WORK TO COMPLETE: Present every line of the material below as a row in a Markdown table with the columns "Row" and "Entry," numbering the rows in order and omitting blank lines.

══ GIVEN ENTRIES ══

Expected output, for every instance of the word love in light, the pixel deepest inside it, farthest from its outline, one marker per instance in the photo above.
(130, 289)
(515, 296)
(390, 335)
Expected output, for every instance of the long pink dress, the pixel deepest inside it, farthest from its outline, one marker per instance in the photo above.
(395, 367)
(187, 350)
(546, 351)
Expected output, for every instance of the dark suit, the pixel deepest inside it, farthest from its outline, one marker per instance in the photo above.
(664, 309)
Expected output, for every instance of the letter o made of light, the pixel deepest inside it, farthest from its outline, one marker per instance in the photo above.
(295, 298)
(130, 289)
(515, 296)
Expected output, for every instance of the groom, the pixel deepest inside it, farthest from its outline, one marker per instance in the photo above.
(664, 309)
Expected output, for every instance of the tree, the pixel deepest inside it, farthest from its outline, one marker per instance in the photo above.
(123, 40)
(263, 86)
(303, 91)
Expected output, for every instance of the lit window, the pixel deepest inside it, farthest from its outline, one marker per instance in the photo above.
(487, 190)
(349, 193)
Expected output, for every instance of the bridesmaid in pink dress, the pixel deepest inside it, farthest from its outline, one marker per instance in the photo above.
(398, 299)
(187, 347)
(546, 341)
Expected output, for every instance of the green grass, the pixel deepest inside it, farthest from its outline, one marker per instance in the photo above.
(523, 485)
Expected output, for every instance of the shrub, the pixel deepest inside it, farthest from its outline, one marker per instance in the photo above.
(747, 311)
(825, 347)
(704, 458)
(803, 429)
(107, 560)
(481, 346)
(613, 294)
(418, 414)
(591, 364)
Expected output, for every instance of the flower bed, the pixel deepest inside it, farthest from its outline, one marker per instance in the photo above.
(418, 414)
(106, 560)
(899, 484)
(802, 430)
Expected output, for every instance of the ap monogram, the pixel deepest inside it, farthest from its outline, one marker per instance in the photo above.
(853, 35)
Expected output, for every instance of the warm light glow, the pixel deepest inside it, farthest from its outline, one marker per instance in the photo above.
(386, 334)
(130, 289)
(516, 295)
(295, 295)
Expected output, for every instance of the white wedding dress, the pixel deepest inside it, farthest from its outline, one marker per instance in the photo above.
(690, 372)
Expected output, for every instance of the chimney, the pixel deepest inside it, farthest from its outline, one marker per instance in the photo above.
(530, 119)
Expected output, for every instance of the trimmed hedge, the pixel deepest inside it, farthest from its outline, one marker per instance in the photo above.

═══

TASK RESPONSE:
| Row | Entry |
|---|---|
| 1 | Expected output, for every instance of the word love in light, the pixel deepest inside it, farthest from its outline, one marker per instance in the photo above. |
| 2 | (130, 289) |
| 3 | (515, 296) |
| 4 | (390, 335) |
| 5 | Expected output, for every instance of the long pink dress, the pixel deepest inside it, farthest from its outline, one marker per instance in the photo above. |
| 6 | (395, 367) |
| 7 | (187, 350) |
| 8 | (546, 351) |
| 9 | Expected output, for every instance of the dark suit, the pixel deepest inside it, farthest from its outline, one marker per instance in the photo above. |
| 10 | (664, 309) |
| 11 | Expected output, for every instance of the letter o made of light, the pixel deepest inside it, farthest from its outline, one marker per instance in the photo above. |
| 12 | (295, 298) |
| 13 | (130, 289) |
| 14 | (515, 296) |
| 15 | Expected output, for every instance of the groom, the pixel deepest inside it, farthest from its outline, one marker per instance in the photo above. |
| 16 | (664, 309) |
| 17 | Expected output, for every instance of the tree, the pixel deepest inside it, farthest from its outline, one marker per instance in the photo above. |
| 18 | (123, 40) |
| 19 | (263, 86) |
| 20 | (303, 91) |
| 21 | Expected output, for every instance of the lit window, the pixel deepest inside it, farthest from its outline, one marker per instance in the photo above. |
| 22 | (487, 190) |
| 23 | (349, 193) |
| 24 | Expected output, for every instance of the bridesmaid in pink dress, the pixel deepest inside it, farthest from its outline, one marker per instance in the photo above. |
| 25 | (398, 299) |
| 26 | (187, 347) |
| 27 | (546, 341) |
| 28 | Expected output, for every instance of the green grass, the pixel deepest inside it, farthest from its outline, one marker per instance in the photo above. |
| 29 | (523, 485) |
| 30 | Expected output, for every instance of the shrub, the pixel deepest inside it, farthest from its outline, one marker per instance in the photo above. |
| 31 | (747, 311) |
| 32 | (825, 347) |
| 33 | (704, 458) |
| 34 | (803, 429) |
| 35 | (107, 560) |
| 36 | (481, 346) |
| 37 | (613, 294) |
| 38 | (418, 414) |
| 39 | (591, 364) |
| 40 | Expected output, for every instance of the flower bed, the pixel deepest inside it, farthest from its outline, one marker per instance in the photo above. |
| 41 | (418, 414) |
| 42 | (106, 560) |
| 43 | (899, 484) |
| 44 | (802, 430) |
| 45 | Expected output, for every instance of the ap monogram, the pixel deepest inside it, farthest from its outline, one marker per instance in the photo above. |
| 46 | (853, 35) |
| 47 | Expected output, for every instance of the warm light glow, the pixel deepest inside it, farthest from its outline, one marker per instance in the photo above. |
| 48 | (386, 334) |
| 49 | (130, 289) |
| 50 | (516, 295) |
| 51 | (295, 295) |
| 52 | Expected output, for every instance of the white wedding dress, the pixel deepest inside it, farthest from its outline, one marker per instance in the photo above. |
| 53 | (690, 372) |
| 54 | Expected output, for every instance of the chimney, the pixel deepest inside it, farthest from its outline, one marker per instance in the photo above. |
| 55 | (530, 119) |
| 56 | Expected output, for every instance of the trimmed hedge, the pixel deepest inside it, farthest from its outline, one marker per instance in the photo above. |